> [Exercise brief]:
Print the listing that follows, character for character.

> [Information given]:

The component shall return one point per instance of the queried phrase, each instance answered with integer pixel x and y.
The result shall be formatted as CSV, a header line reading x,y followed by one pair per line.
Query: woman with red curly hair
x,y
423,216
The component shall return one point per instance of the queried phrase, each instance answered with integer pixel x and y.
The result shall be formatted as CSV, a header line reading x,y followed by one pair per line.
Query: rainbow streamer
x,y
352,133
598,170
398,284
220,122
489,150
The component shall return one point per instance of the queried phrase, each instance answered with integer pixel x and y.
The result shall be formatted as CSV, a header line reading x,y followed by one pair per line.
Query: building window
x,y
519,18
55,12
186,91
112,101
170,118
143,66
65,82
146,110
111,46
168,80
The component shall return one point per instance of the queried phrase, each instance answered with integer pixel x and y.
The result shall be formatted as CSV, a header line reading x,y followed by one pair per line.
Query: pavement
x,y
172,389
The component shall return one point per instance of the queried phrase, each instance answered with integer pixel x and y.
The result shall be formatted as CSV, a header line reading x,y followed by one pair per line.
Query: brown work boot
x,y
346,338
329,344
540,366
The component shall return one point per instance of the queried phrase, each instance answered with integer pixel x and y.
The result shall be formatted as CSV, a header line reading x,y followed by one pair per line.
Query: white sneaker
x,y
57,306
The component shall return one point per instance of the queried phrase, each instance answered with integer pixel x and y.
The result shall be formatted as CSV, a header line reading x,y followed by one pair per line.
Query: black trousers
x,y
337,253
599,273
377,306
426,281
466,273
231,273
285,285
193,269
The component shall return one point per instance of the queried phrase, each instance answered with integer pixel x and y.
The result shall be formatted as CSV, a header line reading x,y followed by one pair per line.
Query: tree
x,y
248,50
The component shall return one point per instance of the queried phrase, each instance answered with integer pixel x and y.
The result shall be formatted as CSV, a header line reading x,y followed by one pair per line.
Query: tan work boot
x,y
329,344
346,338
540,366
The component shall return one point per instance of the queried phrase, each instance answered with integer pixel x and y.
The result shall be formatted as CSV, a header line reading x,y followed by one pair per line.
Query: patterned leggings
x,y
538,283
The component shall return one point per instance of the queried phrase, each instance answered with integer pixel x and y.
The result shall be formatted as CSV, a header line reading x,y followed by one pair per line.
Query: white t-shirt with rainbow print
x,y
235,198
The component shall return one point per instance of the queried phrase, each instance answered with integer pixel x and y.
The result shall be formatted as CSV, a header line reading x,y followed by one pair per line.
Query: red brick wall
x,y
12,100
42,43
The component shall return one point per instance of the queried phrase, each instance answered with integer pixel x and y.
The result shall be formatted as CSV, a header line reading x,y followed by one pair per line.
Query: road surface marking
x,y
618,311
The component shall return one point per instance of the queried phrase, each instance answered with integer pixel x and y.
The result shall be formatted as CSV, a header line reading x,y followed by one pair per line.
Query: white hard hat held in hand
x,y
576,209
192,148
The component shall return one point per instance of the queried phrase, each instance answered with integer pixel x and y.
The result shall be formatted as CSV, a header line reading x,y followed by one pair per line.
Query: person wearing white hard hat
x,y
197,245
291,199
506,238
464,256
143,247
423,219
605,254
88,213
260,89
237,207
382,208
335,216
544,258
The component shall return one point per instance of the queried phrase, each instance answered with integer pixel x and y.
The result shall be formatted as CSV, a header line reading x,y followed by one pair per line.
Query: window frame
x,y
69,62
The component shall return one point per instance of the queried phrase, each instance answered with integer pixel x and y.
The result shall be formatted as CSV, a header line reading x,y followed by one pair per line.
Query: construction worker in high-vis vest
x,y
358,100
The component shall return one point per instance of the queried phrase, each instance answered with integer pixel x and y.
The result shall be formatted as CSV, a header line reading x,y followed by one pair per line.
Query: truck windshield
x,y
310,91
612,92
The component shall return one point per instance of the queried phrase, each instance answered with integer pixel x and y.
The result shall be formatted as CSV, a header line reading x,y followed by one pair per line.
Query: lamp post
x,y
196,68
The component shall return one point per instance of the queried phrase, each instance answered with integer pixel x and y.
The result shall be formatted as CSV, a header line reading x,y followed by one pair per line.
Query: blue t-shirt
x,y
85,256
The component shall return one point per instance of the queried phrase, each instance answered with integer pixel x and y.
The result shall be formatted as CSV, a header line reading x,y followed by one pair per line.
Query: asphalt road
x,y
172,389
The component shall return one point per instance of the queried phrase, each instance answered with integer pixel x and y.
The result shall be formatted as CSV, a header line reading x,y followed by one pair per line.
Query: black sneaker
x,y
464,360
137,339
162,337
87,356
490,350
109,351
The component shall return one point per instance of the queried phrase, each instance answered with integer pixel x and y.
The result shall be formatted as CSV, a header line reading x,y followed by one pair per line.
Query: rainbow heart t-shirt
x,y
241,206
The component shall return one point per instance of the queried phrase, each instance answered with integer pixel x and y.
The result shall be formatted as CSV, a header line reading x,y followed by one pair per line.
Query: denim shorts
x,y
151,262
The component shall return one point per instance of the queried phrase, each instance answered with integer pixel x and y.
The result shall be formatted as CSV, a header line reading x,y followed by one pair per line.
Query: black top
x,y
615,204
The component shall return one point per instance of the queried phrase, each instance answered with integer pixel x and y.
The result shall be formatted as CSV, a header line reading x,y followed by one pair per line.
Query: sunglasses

> [Answer space]:
The component shall return one point per instance of the queried phrase, each instance answered with integer pixel x and y.
The result shall be formatted as CSV, a header line reading x,y followed by one pair per line.
Query: woman with red curly hair
x,y
423,216
The component shall return one point per instance of the queried phrase, each instance answered with integer pixel x and y.
The result shall be formatted as CSV, a header line reading x,y followed by one pair per line.
Query: rainbow streamer
x,y
352,133
598,170
398,284
220,122
489,150
The component shall return one point per instance of the queried phrase, each instance answered with integer pixel x and y.
The result shall be formatted as CSV, a header line reading x,y followed by one pair per line.
Query: building window
x,y
519,18
55,12
186,91
112,101
170,118
143,66
65,82
146,110
111,46
168,80
The component shall return one point per instance of the queried phrase, each instance answered with integer pixel x and y.
The result shall be formatted as CSV, a header line reading x,y followed by one pair per line.
Query: pavement
x,y
172,389
The component shall return one point per instance of the queried phrase, each instance answered with integer pixel x and y.
The result shall be formatted as CSV, a header line reading x,y followed by one pair per line.
Query: brown work boot
x,y
346,338
329,344
540,366
The component shall return one point per instance of the queried phrase, each instance answered with integer pixel x and y.
The result shall be formatted as CSV, a header line reading x,y followed by one pair per line.
Query: white sneaker
x,y
57,306
The component shall return one point per instance of the queried phrase, each instance answered with integer pixel x and y.
The result shall be formatted as CSV, a header line reading x,y followed by one pair per line.
Query: black trousers
x,y
337,253
599,273
377,306
426,281
466,273
231,273
285,285
193,269
The component shall return one point per instance of the queried phrase, each instance answered with integer pixel x and y.
The result shall be formatted as CSV, a header line reading x,y followed by one pair per line.
Query: tree
x,y
248,50
The component shall return one point per instance of the queried phrase, each instance answered with integer pixel x and y.
The result shall be formatted as CSV, a header line reading x,y followed by one pair per line.
Query: tan work boot
x,y
329,344
346,338
540,366
The component shall return one point per instance of the queried phrase, each instance answered with integer pixel x and y.
The result shall be formatted as CSV, a header line reading x,y followed by one pair per line.
Query: patterned leggings
x,y
538,283
The component shall return one point per instance of the queried phrase, each instance answered with integer pixel x and y.
The result shall be formatted as CSV, a header line reading x,y followed by one pair per line.
Query: white t-shirt with rainbow print
x,y
235,198
The component shall return one point per instance of the queried phrase, each instance answered with integer pixel x and y.
The result shall be formatted as CSV, a header line reading x,y followed by one pair per line.
Query: red brick wall
x,y
12,100
42,43
The component shall return one point per instance of the queried phrase, each instance answered with integer pixel x and y.
The result shall be formatted as CSV, a header line reading x,y followed by one pair per line.
Query: road surface marking
x,y
618,311
The component shall return one point per instance of the queried phrase, each instance answered with integer pixel x and y.
The result shall be formatted as CSV, a header line reading x,y followed by one pair per line.
Query: white hard hat held in hand
x,y
576,209
192,148
The component shall return one point per instance of the queried phrase, each instance answered with integer pixel x and y.
The result shall be formatted as CSV, a header line reading x,y followed by one pair per line.
Query: person wearing white hard hat
x,y
197,245
291,199
506,238
464,256
143,247
423,219
605,254
88,213
260,89
237,207
382,208
335,216
544,258
The component shall return one point per instance of the queried phrase, each instance answered with integer pixel x and y.
The result shall be formatted as CSV, a header line reading x,y followed by one pair per line.
Query: window frame
x,y
69,62
The component shall return one point per instance of the queried phrase, each instance answered with integer pixel x and y.
The result shall be formatted as CSV, a header line reading x,y followed by one pair per line.
Query: construction worker in high-vis vest
x,y
358,100
The component shall return one point per instance of the queried phrase, each instance answered with integer pixel x and y.
The result shall be formatted as CSV, a header line reading x,y followed by one pair per line.
Query: truck windshield
x,y
310,91
612,92
The component shall return one point per instance of the queried phrase, each instance answered with integer pixel x and y.
The result shall be formatted as CSV, a header line reading x,y followed by one pair per line.
Query: lamp post
x,y
196,68
The component shall return one point per instance of the queried phrase, each instance answered with integer pixel x and y.
The result shall be formatted as CSV, a header line reading x,y followed by one pair per line.
Query: blue t-shirt
x,y
85,256
The component shall return one point per instance of the queried phrase, each instance answered with integer pixel x and y.
The result shall be formatted as CSV, a header line reading x,y followed by one pair per line.
Query: asphalt road
x,y
172,389
The component shall return one point per instance of the queried phrase, each instance answered with integer pixel x and y.
The result shall be formatted as CSV, a header line reading x,y followed by one pair per line.
Query: black sneaker
x,y
464,360
137,339
162,337
87,356
490,350
109,351
The component shall return one point per instance of the queried phrase, each instance answered with integer pixel x and y.
The result shall be formatted as CSV, a header line reading x,y followed by one pair per line.
Query: rainbow heart t-shirt
x,y
241,206
The component shall return one point per instance of the queried phrase, each instance answered with integer pixel x and y.
The result shall be formatted as CSV, a header line reading x,y followed by one pair per line.
Query: denim shorts
x,y
151,262
The component shall return one point per instance of the queried phrase, each instance answered with integer pixel x and y.
The result shall be formatted as CSV, a header line reading x,y followed by one pair per line.
Query: black top
x,y
615,204
The component shall return one point per instance of the queried phrase, each instance answered with integer pixel x and y.
The result shall be formatted as CSV, a header line reading x,y followed by one pair per line.
Query: sunglasses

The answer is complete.